• _Text block_:
The main ambition of our lab is to predict the regulatory evolution of gene expression and its causal association with trait evolvability.
Integrating comparative/functional genomics, evolutionary transcriptomics, and causal inference of gene regulatory networks into a predictive framework of trait evolvability
Linking genotype and phenotype to make predictive claims about trait evolvability and speciation has always been a grand aim of genetics, molecular biology and interfacing disciplines. While in the past much has been learned about individual molecular examples able to induce phenotypic or morphological change, a system-scale understanding of causal genotype-phenotype associations remains an open challenge. Recent advancements in computer science (HPC/cloud-computing, advances in machine learning and artificial intelligence), high-throughput sequencing technologies (massive genome sequencing and assembly efforts, massive sequencing read archives), and new methodologies in scientific software development (software containers, workflow/pipeline architectures) can now be combined to address this classic genotype-phenotype problem using data-driven methodologies at an unprecedented scale.
Learning from genomes at tree-of-life scale
On a daily basis, life scientists query genomic sequence data against reference genome databases to retrieve analytical insights about their genes or organism of interest. The search engine they use for this task, BLAST, is provided by the governmentally hosted National Center for Biotechnology Information (NCBI). For more than ten years the genomic search process remained the same in that life scientists spend tedious hours to manually evaluate search results from the NCBI HTML text output or at best semi-automated when dealing with the BLAST command line tool. Although the procedure is feasible for a small number of sequences (thousands), it remains impractical in its current form for large-scale genome searches at tree of life scale and when dealing with genes from millions of genomes. This creates an analytics bottleneck and slows down life science research and innovation. We intend to overcome this bottleneck by building a fundamentally novel sequence search infrastructure for large-scale sequence searches that enables life scientists and our own research to automate ultra-large sequence search requests and data interpretation at tree-of-life scale (Buchfink, Reuter, Drost, 2021).
The Earth BioGenome Project (Lewin et al., 2018) aims to assemble representative genomes for ~1.5 million eukaryotic species within the next decade and so far consists of individual community driven bulk-sequencing efforts (Exposito-Alonso, Drost et al., 2019). Such a wealth of genomic resources enables us to infer biological principles at an unprecedented scale and will allow us to reveal a vast diversity of biological strategies that evolved to generate adaptive traits.
We are contributing to the Earth BioGenome Project as part of the European Reference Genome Atlas (ERGA) and built a sensitive tree-of-life scale protein alignment infrastructure based on the protein aligner DIAMOND (Buchfink, Reuter, Drost, 2021) to enable and pioneer modern genomics research fuelled by millions of genomes. DIAMOND matches the alignment sensitivity of the gold-standard tool BLASTP when running in –very-sensitive and –ultra-sensitive modes, while achieving up to 360x computational speed-up. At the same time, sequence similarity >50% identity can still be sensitively retrieved with computational speedup against BLAST up to 8,000x.
We use this new sequence search potential for tree-of-life scale comparative genomics and functional genomics analyses and combine this genomic information with high-throughput sequencing data such as bulk- or single-cell RNAseq to make use of the evolutionary transcriptomics methodology (Drost et al., 2016b; Drost et al., 2018a).

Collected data
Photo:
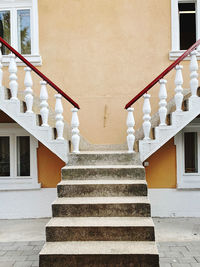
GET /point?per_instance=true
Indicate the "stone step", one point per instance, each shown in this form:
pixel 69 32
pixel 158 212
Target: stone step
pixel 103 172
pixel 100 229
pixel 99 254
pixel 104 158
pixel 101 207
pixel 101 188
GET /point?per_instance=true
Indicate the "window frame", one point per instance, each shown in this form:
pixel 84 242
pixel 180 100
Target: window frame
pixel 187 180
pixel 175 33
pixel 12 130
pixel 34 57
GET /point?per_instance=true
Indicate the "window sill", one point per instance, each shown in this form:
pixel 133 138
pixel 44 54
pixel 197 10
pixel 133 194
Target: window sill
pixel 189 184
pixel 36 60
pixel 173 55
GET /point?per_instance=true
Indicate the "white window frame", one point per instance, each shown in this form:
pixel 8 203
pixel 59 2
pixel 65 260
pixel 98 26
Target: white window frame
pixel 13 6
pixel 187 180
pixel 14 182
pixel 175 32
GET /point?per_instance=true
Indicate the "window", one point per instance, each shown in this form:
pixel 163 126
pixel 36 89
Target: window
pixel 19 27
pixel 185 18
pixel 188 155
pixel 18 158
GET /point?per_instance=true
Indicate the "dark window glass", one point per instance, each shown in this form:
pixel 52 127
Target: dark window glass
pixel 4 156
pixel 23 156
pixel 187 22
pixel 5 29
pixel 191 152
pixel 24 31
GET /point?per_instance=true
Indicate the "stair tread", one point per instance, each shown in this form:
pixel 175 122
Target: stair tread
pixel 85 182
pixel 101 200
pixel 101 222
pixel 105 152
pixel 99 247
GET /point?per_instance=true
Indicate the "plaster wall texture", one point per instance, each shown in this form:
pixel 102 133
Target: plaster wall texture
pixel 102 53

• _Task instructions_: Please give the computational speed-up that the lab research text reports for DIAMOND when it runs in –very-sensitive and –ultra-sensitive modes.

• _Answer to this problem_: Up to 360x.